# [Task statement]
Edit the Winchester Hospital interview by copying everything from "GG: There’s actually" down to "Massachusetts healthcare organizations?" and putting "requirement" in place of each "mandate".

# [Document segment]
One-on-One with Winchester Hospital CIO Gerald Greeley, Part I

June 24, 2011
Winchester Hospital (Winchester, Mass.) is a not-for-profit, acute care, independent community hospital that includes a 229-bed facility as well as

Winchester Hospital (Winchester, Mass.) is a not-for-profit, acute care, independent community hospital that includes a 229-bed facility as well as 17 clinical locations. In compliance with the Massachusetts Hospital CPOE Initiative, a statewide mandate issued in 2008, Winchester is currently implementing computerized prescribed order entry throughout its organization. Recently, HCI Associate Editor Kate Huvane Gamble spoke with Greeley the implications involved in a significant roll-out, particularly for a smaller organization.

When did the CPOE implementation first begin at Winchester Hospital?

GG: For CPOE, it was two years ago in January. In the total migration to an inpatient EMR, that was one of the steps. There was nursing documentation, medication administration, and then CPOE was sort of the next step in that process.

KG: Which system are you using for CPOE?

GG: Meditech is our core system.

KG: What phase is the implementation in right now?

GG: Our hospitalists, of which there are 10, are live on all floors. And we actually have started a pilot with moving the next phase of non-hospitalists. There are five physicians who were selected.

The hospitalist group is a medical group, so the evidence-based order sets and other things we built for them lend themselves to other medical specialties. We won’t bring surgeons and the surgical folks online probably until the spring. But we’re now recruiting the community medical specialties to join us.

KG: So there are certainly multiple phases in the roll-out. When do you hope to complete it?

GG: There’s actually a mandate. Blue Cross Blue Shield of Massachusetts has set a 2012 mark, and the state board of registration of medicine jumped on with that and basically said that a condition for licensing in Massachusetts in 2012 will be proficiency in CPOE, so the physicians have stake in the game too. We hope to have our roll-out completed by the end of the calendar year 2010.

KG: It’s really interesting what Massachusetts is doing. I’m anxious to see if more states are going to follow suit. Is this something that can be attributed to the culture among Massachusetts healthcare organizations?

GG: It is, somewhat. I think part of it is the academic places are doing it just because they can, but I think they also see the benefits of it. But I think the community hospitals now, through payer incentives like this, are saying hey, ‘this is the right thing for us to be doing as well.’

KG: As a community hospital, what are some of the biggest challenges you’ve experienced?

GG: I think that for the community-based physicians who just don’t spend that much time at the in-patient facility it’s a huge challenge. So that’s why having the hospitalists as the first group, and sort of the champions of this, is hugely important. I think that if we were trying to bring this up prior to this wave of hospitalists, it would be much more difficult. On the medical side, we have physicians who may admit two patients a month sometimes. So if they haven’t been here for a month and they come back, it’s going to be challenge to keep them up to speed on changes that happened with the system, whereas surgeons tend to be here to operate on a regular basis, so they’re here. Some of the other specialties are onsite a lot, but some of the primary care physicians — who, by nature of medicine now, don’t admit that many people — are really the big challenge. So having the hospitalists go first has been a huge benefit.

# [Listed entries]

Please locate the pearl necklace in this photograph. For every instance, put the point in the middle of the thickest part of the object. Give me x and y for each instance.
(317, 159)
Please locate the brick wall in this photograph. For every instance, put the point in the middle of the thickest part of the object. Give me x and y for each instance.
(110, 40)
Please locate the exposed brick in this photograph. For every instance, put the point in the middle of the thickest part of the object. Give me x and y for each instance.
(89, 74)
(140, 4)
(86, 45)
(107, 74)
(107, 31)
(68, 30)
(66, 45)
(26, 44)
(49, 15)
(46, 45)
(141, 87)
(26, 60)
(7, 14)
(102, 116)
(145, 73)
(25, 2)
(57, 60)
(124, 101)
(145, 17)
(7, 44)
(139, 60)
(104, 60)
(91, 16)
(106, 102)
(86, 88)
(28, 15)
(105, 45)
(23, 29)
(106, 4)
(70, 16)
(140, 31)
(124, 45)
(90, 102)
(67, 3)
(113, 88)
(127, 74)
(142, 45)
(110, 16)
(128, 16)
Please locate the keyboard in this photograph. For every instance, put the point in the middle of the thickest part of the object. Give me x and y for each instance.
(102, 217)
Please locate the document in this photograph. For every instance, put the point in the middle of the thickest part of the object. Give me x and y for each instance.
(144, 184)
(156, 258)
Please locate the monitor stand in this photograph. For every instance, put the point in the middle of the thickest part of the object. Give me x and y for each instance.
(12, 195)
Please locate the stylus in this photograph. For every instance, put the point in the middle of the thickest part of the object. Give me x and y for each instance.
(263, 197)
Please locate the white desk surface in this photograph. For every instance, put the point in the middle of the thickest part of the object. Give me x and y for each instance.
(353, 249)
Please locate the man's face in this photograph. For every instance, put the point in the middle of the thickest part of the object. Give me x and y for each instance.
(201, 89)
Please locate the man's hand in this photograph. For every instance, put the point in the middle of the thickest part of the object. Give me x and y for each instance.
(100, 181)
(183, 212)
...
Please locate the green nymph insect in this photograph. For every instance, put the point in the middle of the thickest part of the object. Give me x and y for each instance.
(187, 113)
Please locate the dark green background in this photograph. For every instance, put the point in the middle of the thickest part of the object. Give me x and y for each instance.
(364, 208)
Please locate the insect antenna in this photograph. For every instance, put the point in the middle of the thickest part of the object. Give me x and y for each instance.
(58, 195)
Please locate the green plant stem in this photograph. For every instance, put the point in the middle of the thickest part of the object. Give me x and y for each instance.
---
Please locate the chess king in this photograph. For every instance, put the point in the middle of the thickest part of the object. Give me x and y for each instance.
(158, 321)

# [Solution to this problem]
GG: There’s actually a requirement. Blue Cross Blue Shield of Massachusetts has set a 2012 mark, and the state board of registration of medicine jumped on with that and basically said that a condition for licensing in Massachusetts in 2012 will be proficiency in CPOE, so the physicians have stake in the game too. We hope to have our roll-out completed by the end of the calendar year 2010.

KG: It’s really interesting what Massachusetts is doing. I’m anxious to see if more states are going to follow suit. Is this something that can be attributed to the culture among Massachusetts healthcare organizations?